→ Given problem
Switch every "outline" in the listing below to "contour", leave everything else unchanged, and write out all the lines again without the pictures.

→ Data in this exercise
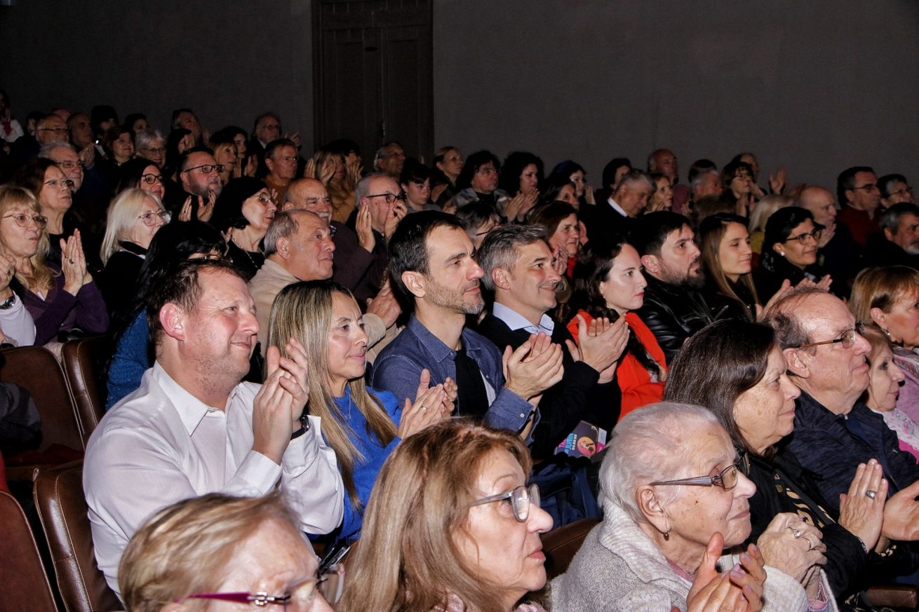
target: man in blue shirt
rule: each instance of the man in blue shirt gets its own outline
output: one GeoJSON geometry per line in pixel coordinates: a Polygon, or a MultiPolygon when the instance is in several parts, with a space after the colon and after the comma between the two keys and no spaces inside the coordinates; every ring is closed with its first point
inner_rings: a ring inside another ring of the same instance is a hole
{"type": "Polygon", "coordinates": [[[457,382],[458,413],[528,436],[539,418],[543,391],[562,380],[562,348],[544,334],[533,334],[516,351],[501,352],[466,328],[466,315],[484,302],[482,271],[460,222],[425,210],[399,224],[389,244],[390,279],[413,307],[404,330],[374,363],[371,385],[392,391],[400,402],[414,398],[421,370],[431,384],[457,382]],[[506,380],[505,380],[506,377],[506,380]]]}

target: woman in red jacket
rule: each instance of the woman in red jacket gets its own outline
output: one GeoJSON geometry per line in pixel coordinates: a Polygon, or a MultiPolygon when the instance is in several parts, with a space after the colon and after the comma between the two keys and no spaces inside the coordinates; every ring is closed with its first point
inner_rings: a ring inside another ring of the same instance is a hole
{"type": "Polygon", "coordinates": [[[616,369],[622,390],[623,416],[664,397],[667,365],[654,334],[635,314],[644,302],[647,282],[641,275],[638,252],[621,237],[589,243],[574,266],[574,294],[568,311],[568,329],[578,340],[578,317],[593,319],[625,317],[631,334],[616,369]]]}

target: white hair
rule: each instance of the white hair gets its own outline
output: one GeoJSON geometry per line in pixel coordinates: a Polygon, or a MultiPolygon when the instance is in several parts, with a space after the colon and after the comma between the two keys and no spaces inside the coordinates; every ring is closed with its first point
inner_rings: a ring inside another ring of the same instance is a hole
{"type": "MultiPolygon", "coordinates": [[[[616,504],[637,523],[645,522],[635,491],[653,481],[692,476],[693,434],[712,425],[722,428],[710,411],[690,403],[660,402],[629,413],[616,425],[600,466],[601,501],[616,504]]],[[[666,495],[662,501],[667,504],[681,487],[665,489],[661,495],[666,495]]]]}

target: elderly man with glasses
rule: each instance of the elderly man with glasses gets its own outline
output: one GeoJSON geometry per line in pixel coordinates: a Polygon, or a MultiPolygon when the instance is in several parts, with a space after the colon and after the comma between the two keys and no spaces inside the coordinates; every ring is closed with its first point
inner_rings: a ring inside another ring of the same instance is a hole
{"type": "Polygon", "coordinates": [[[919,539],[919,466],[900,451],[881,415],[861,401],[871,349],[861,335],[861,322],[841,300],[814,288],[783,296],[766,311],[765,320],[776,329],[789,375],[801,390],[794,432],[779,453],[816,474],[833,512],[839,511],[840,495],[848,492],[859,466],[877,459],[891,497],[868,492],[879,504],[886,502],[876,550],[885,552],[891,540],[919,539]]]}

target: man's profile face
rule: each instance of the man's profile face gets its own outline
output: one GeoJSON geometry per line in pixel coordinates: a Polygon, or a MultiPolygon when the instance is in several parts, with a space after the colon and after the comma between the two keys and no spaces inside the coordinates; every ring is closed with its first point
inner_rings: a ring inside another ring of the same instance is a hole
{"type": "Polygon", "coordinates": [[[297,175],[297,150],[289,144],[278,147],[271,157],[265,158],[265,164],[279,180],[293,180],[297,175]]]}
{"type": "Polygon", "coordinates": [[[891,235],[884,232],[888,240],[897,244],[910,255],[919,255],[919,217],[907,212],[900,218],[897,232],[891,235]]]}
{"type": "Polygon", "coordinates": [[[255,126],[255,137],[267,144],[281,137],[281,122],[274,115],[267,115],[258,119],[255,126]]]}
{"type": "Polygon", "coordinates": [[[219,196],[221,190],[223,188],[220,174],[218,174],[216,168],[210,168],[210,172],[205,173],[205,168],[200,167],[202,165],[214,166],[217,165],[217,162],[214,160],[213,155],[203,151],[196,151],[188,155],[185,163],[185,167],[193,169],[180,173],[182,187],[188,193],[193,193],[202,198],[208,197],[209,190],[213,190],[219,196]]]}
{"type": "Polygon", "coordinates": [[[676,286],[699,288],[705,282],[699,264],[701,252],[693,242],[695,235],[688,225],[674,230],[661,246],[657,260],[661,280],[676,286]]]}
{"type": "Polygon", "coordinates": [[[472,258],[472,242],[461,229],[438,227],[425,241],[427,274],[424,300],[434,306],[478,314],[484,307],[479,279],[484,274],[472,258]]]}
{"type": "Polygon", "coordinates": [[[202,270],[199,282],[198,303],[185,315],[182,358],[197,371],[238,382],[249,371],[255,347],[255,302],[245,281],[234,274],[202,270]]]}

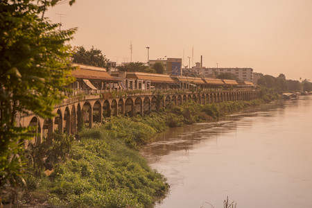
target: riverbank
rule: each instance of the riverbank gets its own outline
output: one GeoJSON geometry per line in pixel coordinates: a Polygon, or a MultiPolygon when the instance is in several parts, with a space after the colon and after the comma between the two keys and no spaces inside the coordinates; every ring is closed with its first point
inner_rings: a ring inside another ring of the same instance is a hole
{"type": "Polygon", "coordinates": [[[200,105],[190,101],[169,105],[144,117],[108,118],[104,124],[83,130],[80,142],[73,142],[64,162],[55,164],[52,172],[42,171],[37,177],[29,172],[21,204],[24,207],[38,204],[41,207],[153,207],[169,186],[139,155],[140,145],[151,142],[157,132],[170,127],[216,121],[262,102],[200,105]]]}

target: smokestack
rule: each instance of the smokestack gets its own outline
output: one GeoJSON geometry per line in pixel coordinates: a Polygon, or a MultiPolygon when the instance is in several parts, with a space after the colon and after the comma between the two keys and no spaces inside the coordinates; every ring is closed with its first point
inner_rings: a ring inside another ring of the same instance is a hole
{"type": "Polygon", "coordinates": [[[202,77],[204,76],[202,73],[202,55],[200,55],[200,71],[202,71],[202,77]]]}

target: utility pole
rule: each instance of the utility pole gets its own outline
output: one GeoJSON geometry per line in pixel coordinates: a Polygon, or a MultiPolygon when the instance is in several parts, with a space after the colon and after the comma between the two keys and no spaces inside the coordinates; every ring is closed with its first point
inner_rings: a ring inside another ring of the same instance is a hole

→ Exercise response
target: man in blue shirt
rule: each instance of the man in blue shirt gets its own contour
output: one GeoJSON geometry per line in pixel coordinates: a Polygon, or a MultiPolygon when the instance is in several parts, with a space after the colon and after the comma between the two keys and no spaces inside the coordinates; every ring is closed with its first point
inner_rings: a ring inside another ring of the same instance is a hole
{"type": "Polygon", "coordinates": [[[457,382],[458,413],[528,436],[539,418],[543,391],[562,380],[562,348],[544,334],[533,334],[516,351],[501,352],[466,328],[466,315],[484,302],[482,271],[460,222],[425,210],[399,224],[389,244],[390,279],[413,307],[404,330],[374,363],[371,385],[392,391],[400,402],[414,398],[421,370],[431,384],[457,382]],[[506,380],[505,380],[506,377],[506,380]]]}

target: woman in red jacket
rule: each instance of the woman in red jacket gets its own contour
output: one GeoJSON geometry per line in pixel coordinates: a Polygon, or a MultiPolygon when the instance is in several parts, with a space after the colon and after the comma between the two keys and no spaces inside the coordinates; every ring is closed with its first point
inner_rings: a ring inside another ring of the same instance is a hole
{"type": "Polygon", "coordinates": [[[616,369],[622,390],[623,416],[664,397],[667,365],[654,334],[635,314],[644,302],[647,282],[641,275],[638,252],[621,237],[589,243],[574,266],[574,294],[568,311],[568,329],[578,340],[578,317],[593,319],[625,317],[631,334],[616,369]]]}

target: white hair
rule: each instance of the white hair gets its own contour
output: one GeoJSON geometry per line in pixel coordinates: a Polygon, or a MultiPolygon when the instance is in several parts, with a space after the colon and after the comma between the two keys and no spaces inside the coordinates; every ring is closed with its first point
inner_rings: a ring inside another ring of the same instance is a hole
{"type": "MultiPolygon", "coordinates": [[[[616,504],[637,523],[645,522],[635,491],[653,481],[692,476],[693,434],[712,425],[722,428],[710,411],[690,403],[660,402],[629,413],[616,425],[600,466],[601,501],[616,504]]],[[[666,495],[662,501],[667,504],[681,487],[665,489],[661,495],[666,495]]]]}

target: elderly man with glasses
rule: each instance of the elderly man with glasses gets its own contour
output: one GeoJSON geometry per line in pixel coordinates: a Polygon, or a MultiPolygon when the instance is in several parts, with a space after the colon and after the comma between the two keys and no spaces inside the coordinates; every ring is closed with its first point
inner_rings: a ring inside another ring of the same instance is a hole
{"type": "Polygon", "coordinates": [[[919,539],[919,466],[900,451],[881,415],[861,401],[871,349],[861,335],[861,322],[841,300],[814,288],[783,296],[766,311],[765,320],[776,329],[789,375],[801,390],[794,432],[779,453],[816,474],[833,512],[839,511],[840,495],[848,492],[859,466],[877,459],[891,497],[868,492],[879,504],[886,502],[876,550],[885,552],[891,540],[919,539]]]}

target: man's profile face
rule: each instance of the man's profile face gets its own contour
output: one GeoJSON geometry per line in pixel coordinates: a Polygon, or a MultiPolygon when the instance is in several parts, with a space after the colon and after the comma between the two keys and no spaces inside the coordinates; every ring is closed with its first point
inner_rings: a ring inside another ring of the same instance is a hole
{"type": "Polygon", "coordinates": [[[297,175],[297,150],[289,144],[278,147],[271,157],[265,158],[265,164],[279,180],[293,180],[297,175]]]}
{"type": "Polygon", "coordinates": [[[891,235],[884,232],[888,240],[897,244],[910,255],[919,255],[919,217],[907,212],[900,218],[897,232],[891,235]]]}
{"type": "Polygon", "coordinates": [[[255,126],[255,137],[267,144],[281,137],[281,122],[274,115],[267,115],[258,119],[255,126]]]}
{"type": "Polygon", "coordinates": [[[219,196],[221,190],[223,188],[220,174],[218,174],[216,168],[210,168],[210,172],[205,173],[205,168],[200,167],[202,165],[214,166],[217,165],[217,162],[214,160],[213,155],[203,151],[196,151],[188,155],[185,163],[185,167],[193,169],[180,173],[182,187],[188,193],[193,193],[202,198],[208,197],[209,190],[213,190],[219,196]]]}
{"type": "Polygon", "coordinates": [[[676,286],[699,288],[705,282],[699,264],[701,252],[693,242],[695,235],[688,225],[674,230],[661,246],[657,260],[661,280],[676,286]]]}
{"type": "Polygon", "coordinates": [[[472,258],[472,242],[461,229],[438,227],[425,241],[427,274],[424,300],[434,306],[478,314],[484,307],[479,279],[484,274],[472,258]]]}
{"type": "Polygon", "coordinates": [[[202,270],[199,282],[198,303],[185,315],[182,358],[197,371],[238,382],[249,371],[255,347],[255,302],[245,281],[234,274],[202,270]]]}

target: riverbank
rule: each instance of the riverbank gets its own contour
output: one GeoJSON geometry per line in pixel coordinates: a Polygon, or a MultiPolygon when the instance is in several parts, with a space after the colon and after the comma between the two keys and no spaces inside the coordinates; every ring is closed with its first point
inner_rings: a ring inside another ring of the same instance is a hole
{"type": "Polygon", "coordinates": [[[200,105],[190,101],[169,105],[144,117],[108,118],[104,124],[83,130],[80,142],[73,142],[64,162],[55,164],[52,172],[42,171],[37,177],[29,172],[21,204],[24,207],[38,204],[41,207],[153,207],[169,186],[139,155],[140,145],[151,142],[157,132],[170,127],[216,121],[262,102],[200,105]]]}

target: smokestack
rule: each instance of the smokestack gets its own contour
output: one GeoJSON geometry per line in pixel coordinates: a Polygon, or a MultiPolygon when the instance is in several parts, with a space after the colon and after the comma between the two keys and no spaces inside the coordinates; every ring is closed with its first point
inner_rings: a ring inside another ring of the same instance is a hole
{"type": "Polygon", "coordinates": [[[202,77],[204,76],[202,73],[202,55],[200,55],[200,71],[202,71],[202,77]]]}

target: utility pole
rule: each instance of the utility pole gets its own contour
output: one GeoJSON geometry per line in pixel coordinates: a Polygon, or a MultiPolygon when the instance is in several parts, with a space after the colon and after the comma between the two keys and no spaces inside the coordinates; every ring is closed with its first point
inner_rings: a ring inside another ring of the same instance is a hole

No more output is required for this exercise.